:: SOURCE MATERIAL ::

-=-=-=-=-

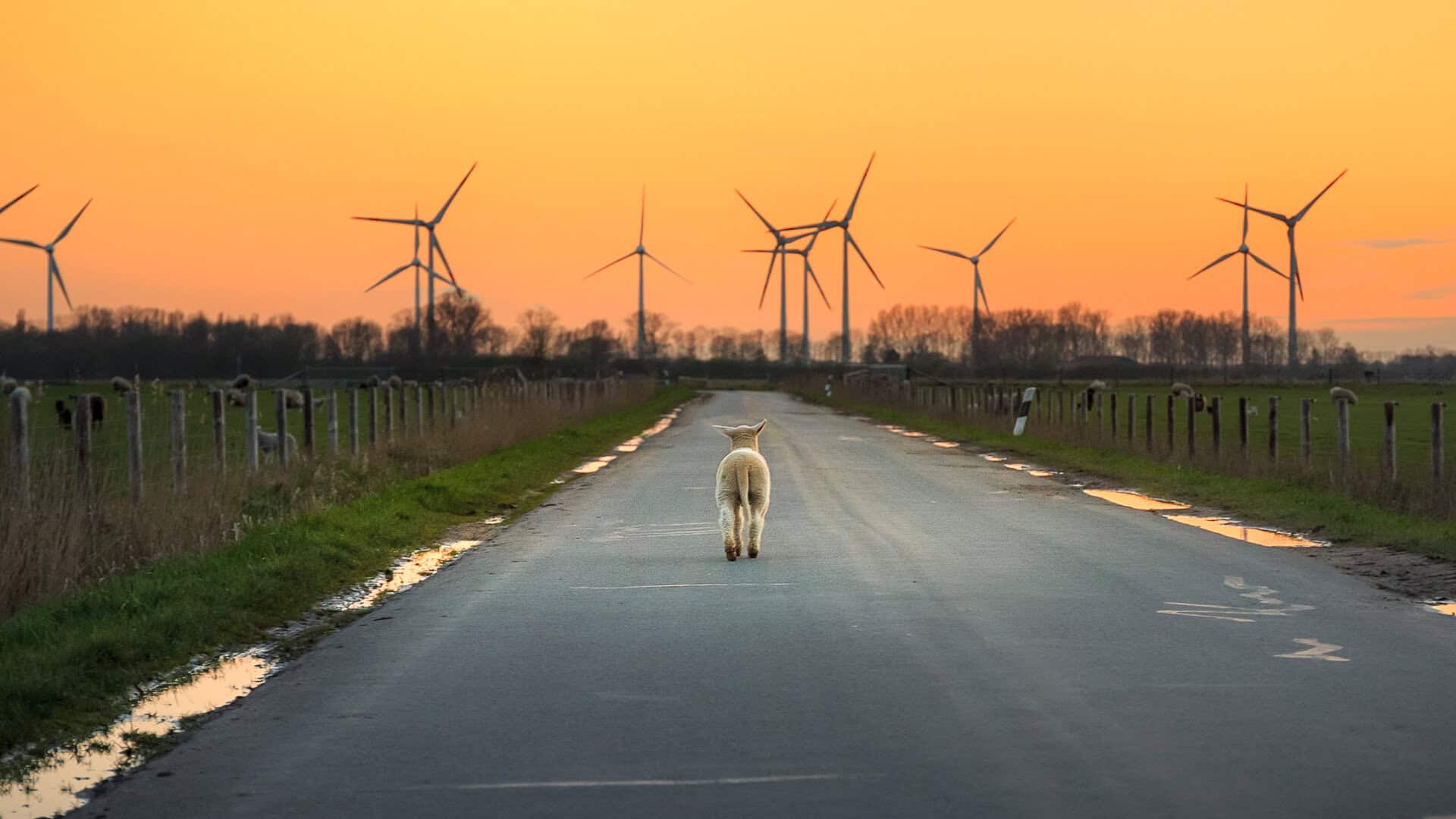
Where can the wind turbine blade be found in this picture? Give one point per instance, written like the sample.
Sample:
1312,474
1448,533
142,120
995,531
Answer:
1267,265
755,212
441,251
72,223
767,279
609,264
998,237
389,221
865,260
667,268
946,253
18,199
1213,262
855,202
444,207
1245,237
1304,210
1269,213
808,267
392,275
55,271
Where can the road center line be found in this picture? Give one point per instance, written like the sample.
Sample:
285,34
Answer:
669,586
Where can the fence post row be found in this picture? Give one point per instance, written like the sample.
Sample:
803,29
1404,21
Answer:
178,442
20,444
134,479
251,431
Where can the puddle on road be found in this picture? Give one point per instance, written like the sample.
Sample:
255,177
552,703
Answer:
57,787
1134,500
1242,532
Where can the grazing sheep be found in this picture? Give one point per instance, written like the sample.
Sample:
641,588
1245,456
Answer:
743,490
268,445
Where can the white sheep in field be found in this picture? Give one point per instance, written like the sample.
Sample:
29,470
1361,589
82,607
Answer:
268,445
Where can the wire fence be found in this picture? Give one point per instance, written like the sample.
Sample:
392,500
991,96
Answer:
93,483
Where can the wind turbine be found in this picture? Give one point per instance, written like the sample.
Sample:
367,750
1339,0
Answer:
433,246
977,293
5,207
808,273
641,253
53,273
1244,249
1294,281
781,242
849,240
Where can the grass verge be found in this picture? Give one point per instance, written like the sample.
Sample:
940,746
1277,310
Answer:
69,665
1326,515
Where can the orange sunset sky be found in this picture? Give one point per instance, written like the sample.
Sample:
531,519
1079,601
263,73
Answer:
228,145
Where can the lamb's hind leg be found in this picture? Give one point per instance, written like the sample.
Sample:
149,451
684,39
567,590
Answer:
728,522
756,519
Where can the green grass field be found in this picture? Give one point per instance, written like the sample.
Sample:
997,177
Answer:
67,665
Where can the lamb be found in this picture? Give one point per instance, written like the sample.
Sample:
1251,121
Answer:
743,490
268,445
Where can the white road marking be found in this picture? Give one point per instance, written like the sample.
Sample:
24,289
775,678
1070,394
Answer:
1315,651
653,783
669,586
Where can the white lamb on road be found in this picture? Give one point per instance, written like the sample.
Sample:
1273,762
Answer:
743,490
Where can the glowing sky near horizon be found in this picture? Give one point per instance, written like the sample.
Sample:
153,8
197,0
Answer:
228,145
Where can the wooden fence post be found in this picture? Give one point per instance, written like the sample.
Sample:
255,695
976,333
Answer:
218,401
20,445
1216,411
178,442
80,422
1343,431
1438,444
1389,441
1244,426
251,431
281,403
308,422
1307,449
1193,419
373,417
1274,428
332,420
134,444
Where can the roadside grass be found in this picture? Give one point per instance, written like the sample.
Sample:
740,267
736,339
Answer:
1323,513
71,665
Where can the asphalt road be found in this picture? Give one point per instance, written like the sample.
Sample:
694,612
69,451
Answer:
927,634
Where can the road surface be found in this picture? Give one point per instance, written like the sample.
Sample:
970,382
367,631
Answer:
927,634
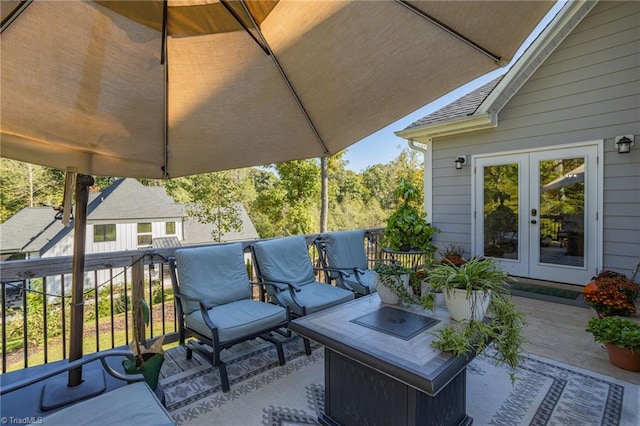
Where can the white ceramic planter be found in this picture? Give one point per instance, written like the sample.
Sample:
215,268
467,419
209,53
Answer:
386,294
462,307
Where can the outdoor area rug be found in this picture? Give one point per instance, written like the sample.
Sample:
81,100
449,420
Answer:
262,393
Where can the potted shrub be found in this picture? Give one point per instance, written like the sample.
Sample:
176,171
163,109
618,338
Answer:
145,361
407,229
395,285
621,337
392,282
469,286
452,255
480,282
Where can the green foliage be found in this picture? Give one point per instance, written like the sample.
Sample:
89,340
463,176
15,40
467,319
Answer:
390,273
35,321
407,228
506,325
615,330
477,274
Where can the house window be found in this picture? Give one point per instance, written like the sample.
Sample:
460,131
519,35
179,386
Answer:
170,228
144,235
104,233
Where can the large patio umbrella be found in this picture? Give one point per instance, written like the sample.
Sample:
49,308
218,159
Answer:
159,89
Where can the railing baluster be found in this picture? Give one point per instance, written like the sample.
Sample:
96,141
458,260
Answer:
96,309
4,327
25,325
45,319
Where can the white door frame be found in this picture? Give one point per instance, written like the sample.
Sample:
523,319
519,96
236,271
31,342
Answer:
528,263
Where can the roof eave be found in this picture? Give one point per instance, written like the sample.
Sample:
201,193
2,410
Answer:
558,29
462,125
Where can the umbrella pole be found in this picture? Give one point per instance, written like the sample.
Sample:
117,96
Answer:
83,182
58,392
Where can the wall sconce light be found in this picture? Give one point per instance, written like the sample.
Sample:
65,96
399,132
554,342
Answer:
624,144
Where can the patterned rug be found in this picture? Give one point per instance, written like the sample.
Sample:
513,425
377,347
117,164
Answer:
263,393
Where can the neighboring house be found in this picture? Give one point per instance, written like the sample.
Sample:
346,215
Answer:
125,216
543,187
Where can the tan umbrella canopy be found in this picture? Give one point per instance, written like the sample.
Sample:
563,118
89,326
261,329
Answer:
98,87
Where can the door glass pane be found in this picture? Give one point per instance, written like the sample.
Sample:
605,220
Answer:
562,206
501,205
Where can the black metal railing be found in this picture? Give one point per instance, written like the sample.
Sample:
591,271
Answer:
35,297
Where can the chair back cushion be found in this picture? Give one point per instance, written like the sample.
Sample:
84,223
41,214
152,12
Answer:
216,274
284,259
345,249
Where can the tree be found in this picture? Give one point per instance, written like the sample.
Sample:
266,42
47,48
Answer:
216,202
26,185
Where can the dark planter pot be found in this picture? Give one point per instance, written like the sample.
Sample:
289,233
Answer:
150,369
623,357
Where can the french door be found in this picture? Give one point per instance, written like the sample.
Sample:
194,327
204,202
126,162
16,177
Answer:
536,213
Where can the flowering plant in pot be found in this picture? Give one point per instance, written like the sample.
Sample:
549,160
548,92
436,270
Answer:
611,293
621,337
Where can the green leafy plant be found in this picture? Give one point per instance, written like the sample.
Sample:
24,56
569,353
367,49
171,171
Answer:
407,228
478,273
617,331
145,361
452,255
389,275
503,328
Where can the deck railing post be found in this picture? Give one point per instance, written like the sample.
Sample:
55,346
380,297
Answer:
137,293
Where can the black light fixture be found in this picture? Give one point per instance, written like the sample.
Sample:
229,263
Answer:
624,144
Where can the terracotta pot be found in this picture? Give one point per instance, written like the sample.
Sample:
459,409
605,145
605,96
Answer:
623,357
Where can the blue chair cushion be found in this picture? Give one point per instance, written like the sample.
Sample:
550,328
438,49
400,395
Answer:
237,319
134,404
316,297
285,259
345,249
215,274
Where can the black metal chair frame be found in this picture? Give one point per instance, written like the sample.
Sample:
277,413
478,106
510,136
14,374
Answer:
332,274
213,340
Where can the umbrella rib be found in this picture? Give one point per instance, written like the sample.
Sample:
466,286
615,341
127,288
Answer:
242,24
450,30
286,80
11,17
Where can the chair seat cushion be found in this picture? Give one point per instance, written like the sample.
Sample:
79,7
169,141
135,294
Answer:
316,297
134,404
238,319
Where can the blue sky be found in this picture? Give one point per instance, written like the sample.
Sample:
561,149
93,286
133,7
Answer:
383,146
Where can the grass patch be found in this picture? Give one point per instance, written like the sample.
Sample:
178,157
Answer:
549,291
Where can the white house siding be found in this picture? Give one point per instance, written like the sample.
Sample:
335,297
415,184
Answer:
126,239
588,89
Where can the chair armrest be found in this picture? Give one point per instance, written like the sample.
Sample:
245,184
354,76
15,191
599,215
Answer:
72,366
281,285
278,285
203,303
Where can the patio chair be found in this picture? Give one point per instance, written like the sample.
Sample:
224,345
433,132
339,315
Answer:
285,265
133,403
214,303
343,256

-=-=-=-=-

:: WHAT IS REQUIRED ::
What is needed is an exact reproduction of the data, pictures excluded.

:: EXERCISE OUTPUT ::
Where can the wind turbine blade be found in this picture? Give one point per instance, written like the sample.
Sample:
1312,474
1448,533
142,120
995,531
Answer:
1267,265
755,212
441,251
72,223
767,279
609,264
998,237
389,221
865,260
667,268
946,253
18,199
1213,262
855,202
444,207
1245,237
1304,210
1269,213
808,267
392,275
55,271
Where can the road center line be found in this picture? Give one point per instance, written like the sample.
Sample:
285,34
Answer:
669,586
Where can the fence post row be found in this picture? Give one point per instance, written like the sample.
Sample:
803,29
1404,21
Answer:
178,442
20,444
134,479
251,431
Where can the puddle on road be found in this picture? Give one point per instance, written like the sample.
Sample:
255,177
552,703
Answer:
57,787
1134,500
1242,532
Where can the grazing sheep be found in this picture? Give one point per instance, written like the sample.
Sample:
641,588
1245,456
Answer:
743,490
268,445
Where can the white sheep in field be found in this picture? Give one point per instance, written like the sample.
Sample:
29,470
1361,589
82,607
Answer:
268,445
Where can the wire fence be found in this picture? Give one point per instance, written like the sample.
Sample:
392,500
991,96
Answer:
93,483
Where can the wind turbine be found in this picture? Give one point per instance, written like the sample.
Sample:
367,750
1339,0
Answer:
433,246
977,293
5,207
808,273
641,253
53,273
1244,249
1294,281
781,242
849,240
Where can the grass verge be found in this picture? Give one point per instance, written like the sample.
Sample:
940,746
1277,310
Answer:
69,665
1326,515
Where can the orange sunset sky be found in this picture? Give one point per instance, written like the sample.
Sample:
531,519
1079,601
263,73
Answer:
228,145
Where can the lamb's hind leg be found in this picture? Give one point per instance, written like the sample.
Sample:
149,451
684,39
567,590
Answer:
728,522
756,519
Where can the green grass field be found in this picture? Give one point per instance, written like the sample.
Sample:
997,177
Answer:
67,665
Where can the lamb be found in this picture? Give one point per instance, written like the sample.
Sample:
1251,121
Answer:
743,490
268,445
Where can the white road marking be found in this picture? Give one point per instance, written like the sample.
Sample:
24,289
775,678
1070,394
Answer:
1315,651
653,783
669,586
Where can the white lamb on road be found in this picture? Give one point per instance, written like the sample.
Sample:
1273,762
Answer:
743,490
Where can the glowing sky near horizon be found in this picture? Give one point per instance, written like the sample.
Sample:
153,8
197,0
Answer:
228,145
Where can the wooden fence post be found in this picture? Give one point per instance, written like the sample.
Sample:
255,695
976,333
Answer:
218,401
20,445
1216,411
178,442
80,422
1343,431
1438,444
1389,441
1244,426
251,431
281,403
308,422
1307,449
1193,419
373,417
1274,428
332,420
134,444
Where can the roadside grass be found in this picture? Give one point per instance, written like the sample.
Sample:
740,267
736,339
Answer:
1323,513
71,665
Where can the asphalt road be found in this picture? Give one point per instance, written like the sample.
Sample:
694,612
69,451
Answer:
927,634
Where can the road surface be found in this picture? Give one point per instance, written like the sample.
Sample:
970,382
367,631
Answer:
927,634
Where can the white ceramic planter be found in this picture? Give one point per instance, written like the sample.
Sample:
215,268
467,419
209,53
Answer:
386,294
462,307
Where can the outdoor area rug be found in this picture? Give one point per instance, written like the sample.
Sample:
81,100
449,420
Answer:
262,393
Where can the potted shrub be found in this picture? Give one point per instance, written like the sample.
Sample:
176,171
163,109
618,338
Answer:
145,361
407,229
395,285
621,337
392,282
469,286
452,255
480,282
Where can the green foliage be found in this picture? Give one point per instance, written like the sample.
Sample:
89,340
463,176
15,40
467,319
Answer:
390,273
35,321
407,228
506,325
615,330
477,274
Where can the house window be found in this picture? Give one point per instance, written like the sample.
Sample:
460,131
519,35
179,386
Answer:
170,228
144,235
104,233
Where can the large patio umbrella be found in this picture? Give one point per instance, written like the sample.
Sample:
49,308
218,159
Answer:
159,89
Where can the railing baluster be found in this picture? Give one point per instance, written like the sample.
Sample:
96,141
458,260
Answer:
96,309
4,327
25,325
45,319
Where can the white door frame be found in this picture? Give one point per instance, written like the sample.
Sample:
523,319
519,96
236,271
31,342
Answer:
528,263
Where can the roof eave be found in this picture? Give one point per instance, written like the sample.
Sample:
201,193
2,410
Answer:
558,29
462,125
Where can the umbrella pole be found in this picture? Give one point per instance, written like the sample.
Sample:
117,96
Answer:
83,182
58,392
Where can the wall sconce light be found in this picture? Give one point per instance, written like the sample.
Sample:
65,96
399,132
554,342
Answer:
624,144
Where can the patterned rug be found in this picture? Give one point per instance, written like the sample.
Sample:
513,425
377,347
117,164
Answer:
263,393
Where can the neighboring house be found in this picture? Give one point per instance, written like the sample.
Sample:
346,215
Answer:
125,216
543,187
Where can the tan umbrella canopy be found in this picture? Give one point per instance, written like the sample.
Sample:
563,118
89,326
261,329
Answer:
98,87
Where can the door glass pane be found in this picture? Give one point per instance, written like the sample.
Sample:
605,220
Answer:
562,206
501,205
Where can the black metal railing be found in this picture? Give one point per instance, written like the sample.
Sample:
591,271
Answer:
35,297
Where can the chair back cushion be found in this picture? Give one point per instance, written like the sample.
Sample:
84,223
41,214
152,12
Answer:
216,274
284,259
345,249
Where can the tree be found in this picture? Give one point per instance, written like the sample.
Sample:
266,42
47,48
Answer:
216,202
26,185
Where can the dark planter pot be found in this picture? Give one point per instance, written like the sample.
Sample:
289,233
Answer:
150,369
623,357
Where can the french door be found in this picture? Give one point per instance, written like the sample.
Sample:
194,327
204,202
126,162
16,177
Answer:
536,213
Where can the flowering plant in pot be found in this picture? Give one point per instance, written like the sample.
Sample:
549,160
548,92
436,270
Answer:
611,293
621,337
Where can the green leafy plant be found in this picture? Give one point per instance, written like the sample.
Sample:
24,56
569,353
367,49
171,171
Answer:
407,228
478,273
617,331
145,361
452,255
389,275
503,328
Where can the deck railing post be found in this picture? Give one point per instance, written like the sample.
Sample:
55,346
380,297
Answer:
137,293
Where can the black light fixture be found in this picture? Give one point per instance, written like the sample.
Sample:
229,263
Answer:
624,144
Where can the terracotta pot be found in this picture? Give one point per instance, written like the sample.
Sample:
459,409
605,145
605,96
Answer:
623,357
Where can the blue chair cushion be found in this picture? Give one point per instance, written like the sample.
Sample:
550,328
438,49
400,395
Answer:
237,319
134,404
316,297
285,259
345,249
215,274
Where can the black metal chair frame be found in this picture? Give one point per instance, written like the sample.
Sample:
277,413
478,106
510,136
14,374
Answer:
332,274
213,340
Where can the umbrella rib be found in this picture? Give one point per instance, written like the sample.
Sample:
466,286
615,341
127,288
Answer:
242,24
450,30
286,80
11,17
Where can the chair seat cushion be found in this picture? Give one point per instance, written like the sample.
Sample:
79,7
169,141
135,294
Answer:
316,297
134,404
238,319
Where can the blue sky be found in this picture? Give one point per instance, written like the sample.
Sample:
561,149
93,286
133,7
Answer:
383,146
Where can the grass patch be found in this picture? Give one point per instance, written like the sample.
Sample:
178,157
Answer:
549,291
Where can the white house siding be found in this picture? Give one point per instance, written like the sample.
Sample:
335,297
415,184
Answer:
126,239
588,89
Where can the chair armrest be found in this picture? Give one point per instance, written like the sample.
Sample:
245,184
354,76
15,191
599,215
Answer:
72,366
281,285
278,285
203,303
Where can the patio chair be found in this picture? Give one point per instance, written like the sample.
Sample:
224,345
433,132
339,315
Answer:
285,265
133,403
214,303
343,256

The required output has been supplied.